Global coalition of experts working to end deaths related to pre-eclampsia and eclampsia
During two meetings held at the inaugural Global Maternal and Newborn Health Conference (18–21 October, 2015), the first major event since the United Nations approved 17 Sustainable Development Goals in September 2015, more than 50 people joined to hear about the scope and goals of the Population Council’s newly launched Ending Eclampsia project.
Ending Eclampsia aims to increase access to effective, low-cost interventions for pregnant women and their infants in Bangladesh, Nigeria, and Pakistan. The project also includes a global coalition to end pre-eclampsia and eclampsia (PE/E), comprised of experts focusing on this health issue that causes so many deaths worldwide.
Ending Eclampsia also shared preliminary research findings from a landscape analysis conducted in seven states in Nigeria.
Preliminary findings from Nigeria show major barriers to health services for women experiencing PE/E-related complications, especially high blood pressure, convulsions, severe headaches, and blurred vision. Belief in myths about these symptoms, their cause, and their remedies ranged from religious experiences to witchcraft, herbs, and incisions. A distrust of health providers, long distance to facilities, and long wait times at clinics also contribute to delays in accessing care for women experiencing symptoms of PE/E, as well as the accessibility of MgSO4 for treatment.
Other results showed insufficient knowledge and skills among health providers on how to manage hypertension in pregnancy, or to treat eclampsia by administering the correct loading dose of MgSO4 and calcium gluconate if toxicity occurs. This is largely due to a lack of national guidelines for health providers at lower-level health facilities to detect, treat, and manage pre-eclampsia and eclampsia patients or administer these drugs.

----

_Task item:_ According to the text on the Ending Eclampsia project, in which three countries does the project aim to increase access to low-cost interventions for pregnant women and their infants?

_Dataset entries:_
----

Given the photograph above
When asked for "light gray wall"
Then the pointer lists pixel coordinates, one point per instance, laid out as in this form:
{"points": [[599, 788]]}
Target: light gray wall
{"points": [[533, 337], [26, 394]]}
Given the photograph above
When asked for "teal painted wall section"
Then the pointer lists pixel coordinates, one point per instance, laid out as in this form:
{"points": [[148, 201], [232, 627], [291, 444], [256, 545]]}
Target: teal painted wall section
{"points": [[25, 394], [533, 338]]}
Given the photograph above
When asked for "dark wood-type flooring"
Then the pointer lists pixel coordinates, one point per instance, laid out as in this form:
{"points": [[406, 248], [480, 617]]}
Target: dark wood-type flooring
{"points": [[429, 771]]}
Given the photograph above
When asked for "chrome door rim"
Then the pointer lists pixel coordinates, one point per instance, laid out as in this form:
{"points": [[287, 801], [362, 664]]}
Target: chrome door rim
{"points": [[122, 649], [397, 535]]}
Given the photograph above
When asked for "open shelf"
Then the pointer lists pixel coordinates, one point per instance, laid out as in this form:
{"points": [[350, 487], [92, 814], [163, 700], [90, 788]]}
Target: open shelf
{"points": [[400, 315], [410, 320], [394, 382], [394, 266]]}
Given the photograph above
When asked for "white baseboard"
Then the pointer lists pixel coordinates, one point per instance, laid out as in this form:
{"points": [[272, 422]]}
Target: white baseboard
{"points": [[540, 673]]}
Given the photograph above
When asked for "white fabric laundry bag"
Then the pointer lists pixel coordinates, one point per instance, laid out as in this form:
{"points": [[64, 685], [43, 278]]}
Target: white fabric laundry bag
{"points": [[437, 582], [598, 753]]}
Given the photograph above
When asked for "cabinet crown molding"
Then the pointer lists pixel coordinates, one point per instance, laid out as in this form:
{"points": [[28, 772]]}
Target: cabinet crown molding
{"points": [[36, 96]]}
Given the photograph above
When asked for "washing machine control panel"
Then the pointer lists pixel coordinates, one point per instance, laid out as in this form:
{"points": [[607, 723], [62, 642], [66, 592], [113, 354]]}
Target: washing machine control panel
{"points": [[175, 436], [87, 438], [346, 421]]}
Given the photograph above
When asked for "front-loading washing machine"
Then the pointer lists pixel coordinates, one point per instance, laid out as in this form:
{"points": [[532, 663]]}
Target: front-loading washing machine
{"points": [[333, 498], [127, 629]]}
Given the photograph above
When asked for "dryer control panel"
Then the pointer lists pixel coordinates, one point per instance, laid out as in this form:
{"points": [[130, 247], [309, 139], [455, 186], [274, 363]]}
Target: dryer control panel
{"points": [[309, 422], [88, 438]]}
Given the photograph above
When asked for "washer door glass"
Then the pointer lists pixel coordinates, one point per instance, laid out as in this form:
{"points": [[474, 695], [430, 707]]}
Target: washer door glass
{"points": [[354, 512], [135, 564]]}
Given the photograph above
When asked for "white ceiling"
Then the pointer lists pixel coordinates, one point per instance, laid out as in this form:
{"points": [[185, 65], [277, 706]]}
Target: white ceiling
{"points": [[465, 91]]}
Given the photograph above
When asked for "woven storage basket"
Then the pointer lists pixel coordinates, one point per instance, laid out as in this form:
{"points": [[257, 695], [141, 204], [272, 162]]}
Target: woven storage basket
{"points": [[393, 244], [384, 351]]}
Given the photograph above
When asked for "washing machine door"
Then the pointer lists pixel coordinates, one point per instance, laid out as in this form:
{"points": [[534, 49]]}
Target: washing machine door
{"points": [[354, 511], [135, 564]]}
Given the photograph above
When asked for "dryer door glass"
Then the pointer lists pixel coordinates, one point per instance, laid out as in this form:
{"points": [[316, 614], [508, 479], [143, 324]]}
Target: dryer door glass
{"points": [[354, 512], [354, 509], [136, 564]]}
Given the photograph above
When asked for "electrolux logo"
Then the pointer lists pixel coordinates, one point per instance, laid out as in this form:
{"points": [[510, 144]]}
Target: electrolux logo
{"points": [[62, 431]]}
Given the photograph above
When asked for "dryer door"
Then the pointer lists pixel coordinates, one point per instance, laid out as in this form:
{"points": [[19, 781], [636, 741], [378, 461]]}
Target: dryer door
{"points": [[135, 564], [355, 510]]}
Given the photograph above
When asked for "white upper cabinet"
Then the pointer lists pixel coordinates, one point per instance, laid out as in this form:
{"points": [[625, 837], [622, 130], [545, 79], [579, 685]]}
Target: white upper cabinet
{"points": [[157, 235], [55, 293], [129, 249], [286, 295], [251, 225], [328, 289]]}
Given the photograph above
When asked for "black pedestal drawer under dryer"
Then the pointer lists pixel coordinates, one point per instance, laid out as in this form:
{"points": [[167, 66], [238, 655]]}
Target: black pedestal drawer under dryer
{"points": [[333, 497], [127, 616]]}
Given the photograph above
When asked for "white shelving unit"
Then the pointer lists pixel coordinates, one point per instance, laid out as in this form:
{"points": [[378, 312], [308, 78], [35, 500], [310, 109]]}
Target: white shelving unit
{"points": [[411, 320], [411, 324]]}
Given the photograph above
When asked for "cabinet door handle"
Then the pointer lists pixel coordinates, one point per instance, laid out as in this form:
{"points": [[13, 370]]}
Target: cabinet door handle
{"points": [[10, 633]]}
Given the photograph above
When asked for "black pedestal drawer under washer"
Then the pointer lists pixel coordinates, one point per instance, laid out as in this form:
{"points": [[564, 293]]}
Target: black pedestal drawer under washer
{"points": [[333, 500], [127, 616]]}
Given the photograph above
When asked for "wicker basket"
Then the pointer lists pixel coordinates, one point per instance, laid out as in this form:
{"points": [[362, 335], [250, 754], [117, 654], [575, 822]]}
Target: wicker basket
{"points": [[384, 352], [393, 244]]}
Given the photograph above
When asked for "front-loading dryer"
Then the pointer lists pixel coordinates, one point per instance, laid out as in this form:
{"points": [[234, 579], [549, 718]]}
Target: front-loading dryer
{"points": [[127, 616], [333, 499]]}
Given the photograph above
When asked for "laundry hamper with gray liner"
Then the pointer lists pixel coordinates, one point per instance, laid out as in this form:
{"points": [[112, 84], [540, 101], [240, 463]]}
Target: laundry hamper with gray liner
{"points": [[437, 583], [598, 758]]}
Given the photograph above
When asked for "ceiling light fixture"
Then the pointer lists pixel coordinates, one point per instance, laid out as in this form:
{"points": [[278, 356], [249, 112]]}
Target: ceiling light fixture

----

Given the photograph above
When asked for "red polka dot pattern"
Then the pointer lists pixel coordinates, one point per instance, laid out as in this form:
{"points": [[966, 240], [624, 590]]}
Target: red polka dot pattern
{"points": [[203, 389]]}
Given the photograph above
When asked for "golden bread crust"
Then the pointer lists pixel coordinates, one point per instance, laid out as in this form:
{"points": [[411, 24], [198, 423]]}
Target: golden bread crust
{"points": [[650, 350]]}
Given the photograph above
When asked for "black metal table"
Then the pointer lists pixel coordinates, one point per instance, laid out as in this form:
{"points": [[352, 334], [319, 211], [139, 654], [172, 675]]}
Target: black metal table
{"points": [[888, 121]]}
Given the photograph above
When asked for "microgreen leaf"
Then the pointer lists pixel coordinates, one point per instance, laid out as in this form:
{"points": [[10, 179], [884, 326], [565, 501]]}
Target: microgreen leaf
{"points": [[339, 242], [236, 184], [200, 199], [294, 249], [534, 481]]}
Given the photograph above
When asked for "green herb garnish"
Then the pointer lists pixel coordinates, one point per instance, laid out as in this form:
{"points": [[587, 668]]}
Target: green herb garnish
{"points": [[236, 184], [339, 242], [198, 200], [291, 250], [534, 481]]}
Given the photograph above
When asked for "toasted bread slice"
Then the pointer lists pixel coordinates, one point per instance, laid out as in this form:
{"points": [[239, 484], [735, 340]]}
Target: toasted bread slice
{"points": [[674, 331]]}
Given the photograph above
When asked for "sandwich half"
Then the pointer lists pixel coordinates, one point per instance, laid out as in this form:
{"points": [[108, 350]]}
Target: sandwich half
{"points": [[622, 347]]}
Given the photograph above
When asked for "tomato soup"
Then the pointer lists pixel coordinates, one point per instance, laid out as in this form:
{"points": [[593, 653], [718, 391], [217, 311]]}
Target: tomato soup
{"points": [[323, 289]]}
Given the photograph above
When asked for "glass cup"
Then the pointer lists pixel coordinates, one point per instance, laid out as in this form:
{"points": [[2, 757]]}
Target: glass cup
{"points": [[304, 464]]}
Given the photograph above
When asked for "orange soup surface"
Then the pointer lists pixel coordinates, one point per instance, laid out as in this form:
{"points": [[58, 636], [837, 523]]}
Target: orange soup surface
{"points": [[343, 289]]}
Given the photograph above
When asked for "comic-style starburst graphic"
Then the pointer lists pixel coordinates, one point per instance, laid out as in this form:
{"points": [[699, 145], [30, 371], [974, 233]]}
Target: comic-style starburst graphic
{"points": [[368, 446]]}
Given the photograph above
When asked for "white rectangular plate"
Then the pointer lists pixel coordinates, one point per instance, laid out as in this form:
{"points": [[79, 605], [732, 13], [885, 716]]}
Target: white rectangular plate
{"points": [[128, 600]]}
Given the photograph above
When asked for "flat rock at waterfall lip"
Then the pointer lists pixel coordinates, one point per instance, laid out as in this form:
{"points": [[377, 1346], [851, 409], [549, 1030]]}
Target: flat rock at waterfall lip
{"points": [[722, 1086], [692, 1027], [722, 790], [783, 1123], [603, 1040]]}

----

_Expected answer:_ Bangladesh, Nigeria, and Pakistan.